* [Exercise aim]: Rewrite every line of the records below as a two-column Markdown table, with a sequential number under Row and the line itself under Line. Omit blank lines.

* [Items]:
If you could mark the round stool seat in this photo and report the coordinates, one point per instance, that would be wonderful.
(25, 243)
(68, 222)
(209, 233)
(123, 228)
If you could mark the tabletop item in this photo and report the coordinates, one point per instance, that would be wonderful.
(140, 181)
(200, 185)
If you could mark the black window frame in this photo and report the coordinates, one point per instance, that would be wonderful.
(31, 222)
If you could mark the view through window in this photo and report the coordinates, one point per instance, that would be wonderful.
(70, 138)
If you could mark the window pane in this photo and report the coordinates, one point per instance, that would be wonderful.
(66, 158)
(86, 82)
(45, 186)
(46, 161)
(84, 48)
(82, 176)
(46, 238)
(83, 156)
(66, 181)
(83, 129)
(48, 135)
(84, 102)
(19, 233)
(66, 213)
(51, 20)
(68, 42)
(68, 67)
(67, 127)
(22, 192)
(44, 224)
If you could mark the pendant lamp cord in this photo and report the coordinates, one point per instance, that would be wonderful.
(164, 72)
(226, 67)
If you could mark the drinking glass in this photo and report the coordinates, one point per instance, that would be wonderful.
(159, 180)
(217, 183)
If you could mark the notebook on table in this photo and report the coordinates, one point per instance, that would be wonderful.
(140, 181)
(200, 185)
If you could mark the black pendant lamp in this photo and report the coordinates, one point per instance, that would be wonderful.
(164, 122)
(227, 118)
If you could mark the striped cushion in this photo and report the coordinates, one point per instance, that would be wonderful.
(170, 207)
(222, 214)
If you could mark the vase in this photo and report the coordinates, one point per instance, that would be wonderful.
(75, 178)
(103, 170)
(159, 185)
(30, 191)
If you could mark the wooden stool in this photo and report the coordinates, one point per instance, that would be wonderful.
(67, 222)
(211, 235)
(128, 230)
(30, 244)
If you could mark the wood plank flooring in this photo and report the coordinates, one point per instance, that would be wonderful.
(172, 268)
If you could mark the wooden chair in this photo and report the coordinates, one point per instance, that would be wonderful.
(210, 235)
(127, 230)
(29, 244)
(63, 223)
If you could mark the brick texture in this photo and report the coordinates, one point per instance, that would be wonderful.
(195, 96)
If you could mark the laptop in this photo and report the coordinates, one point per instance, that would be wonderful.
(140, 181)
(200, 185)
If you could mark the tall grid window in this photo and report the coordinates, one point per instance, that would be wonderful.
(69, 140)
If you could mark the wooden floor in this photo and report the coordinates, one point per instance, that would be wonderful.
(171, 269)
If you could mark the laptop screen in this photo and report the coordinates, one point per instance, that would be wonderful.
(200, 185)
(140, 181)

* [Answer to the task]:
| Row | Line |
|---|---|
| 1 | If you could mark the round stool seat in this photo and report the coordinates, one point per instance, that would be wonderful. |
| 2 | (25, 243) |
| 3 | (68, 222) |
| 4 | (209, 233) |
| 5 | (123, 228) |
| 6 | If you could mark the tabletop item in this photo and report the coordinates, one point per instance, that would be wonderful. |
| 7 | (140, 181) |
| 8 | (200, 185) |
| 9 | If you could mark the black window frame in this photo and report the coordinates, one point per instance, that would be wonderful. |
| 10 | (31, 222) |
| 11 | If you could mark the view through window in this photo and report the coordinates, one point per instance, that would be wonderful. |
| 12 | (70, 138) |
| 13 | If you could mark the window pane in this photo and report the coordinates, one point per instance, that would be wonderful. |
| 14 | (66, 158) |
| 15 | (86, 82) |
| 16 | (45, 186) |
| 17 | (46, 161) |
| 18 | (84, 48) |
| 19 | (82, 176) |
| 20 | (46, 238) |
| 21 | (83, 156) |
| 22 | (66, 181) |
| 23 | (83, 129) |
| 24 | (48, 135) |
| 25 | (84, 102) |
| 26 | (19, 233) |
| 27 | (66, 213) |
| 28 | (51, 20) |
| 29 | (68, 42) |
| 30 | (68, 67) |
| 31 | (67, 127) |
| 32 | (22, 192) |
| 33 | (44, 224) |
| 34 | If you could mark the pendant lamp cord in this photo and report the coordinates, one point per instance, that would be wonderful. |
| 35 | (164, 72) |
| 36 | (226, 67) |
| 37 | If you could mark the drinking glass in this photo and report the coordinates, one point per instance, that would be wonderful. |
| 38 | (159, 180) |
| 39 | (217, 183) |
| 40 | If you could mark the notebook on table in this photo and report the coordinates, one point per instance, that would be wonderful. |
| 41 | (140, 181) |
| 42 | (200, 185) |
| 43 | If you could mark the black pendant lamp in this photo and report the coordinates, one point per instance, that would be wonderful. |
| 44 | (164, 122) |
| 45 | (227, 118) |
| 46 | If you could mark the striped cushion in this photo and report the coordinates, one point per instance, that would be wonderful. |
| 47 | (170, 207) |
| 48 | (222, 214) |
| 49 | If you could mark the vase in this photo and report the coordinates, one point per instance, that would be wonderful. |
| 50 | (75, 178) |
| 51 | (103, 170) |
| 52 | (159, 185) |
| 53 | (30, 191) |
| 54 | If you could mark the wooden stool in this photo and report the coordinates, one point per instance, that would be wonderful. |
| 55 | (67, 222) |
| 56 | (211, 235) |
| 57 | (128, 230) |
| 58 | (30, 244) |
| 59 | If you could mark the wood plank flooring in this photo and report the coordinates, one point per instance, that would be wonderful. |
| 60 | (172, 268) |
| 61 | If you could mark the wooden chair in this photo and report the coordinates, one point per instance, that would be wonderful. |
| 62 | (210, 235) |
| 63 | (127, 230) |
| 64 | (29, 244) |
| 65 | (63, 223) |
| 66 | If you could mark the brick texture in this photo and report the coordinates, one point per instance, that would be wonderful. |
| 67 | (195, 96) |
| 68 | If you could mark the laptop in this photo and report the coordinates, one point per instance, that would be wonderful. |
| 69 | (140, 181) |
| 70 | (200, 185) |
| 71 | If you could mark the tall grid window in this photo and report the coordinates, one point per instance, that would be wonderful. |
| 72 | (69, 140) |
| 73 | If you could mark the wooden floor in this photo and report the coordinates, one point per instance, that would be wonderful. |
| 74 | (171, 269) |
| 75 | If you could mark the laptop screen in this photo and report the coordinates, one point per instance, that would be wonderful. |
| 76 | (200, 185) |
| 77 | (140, 181) |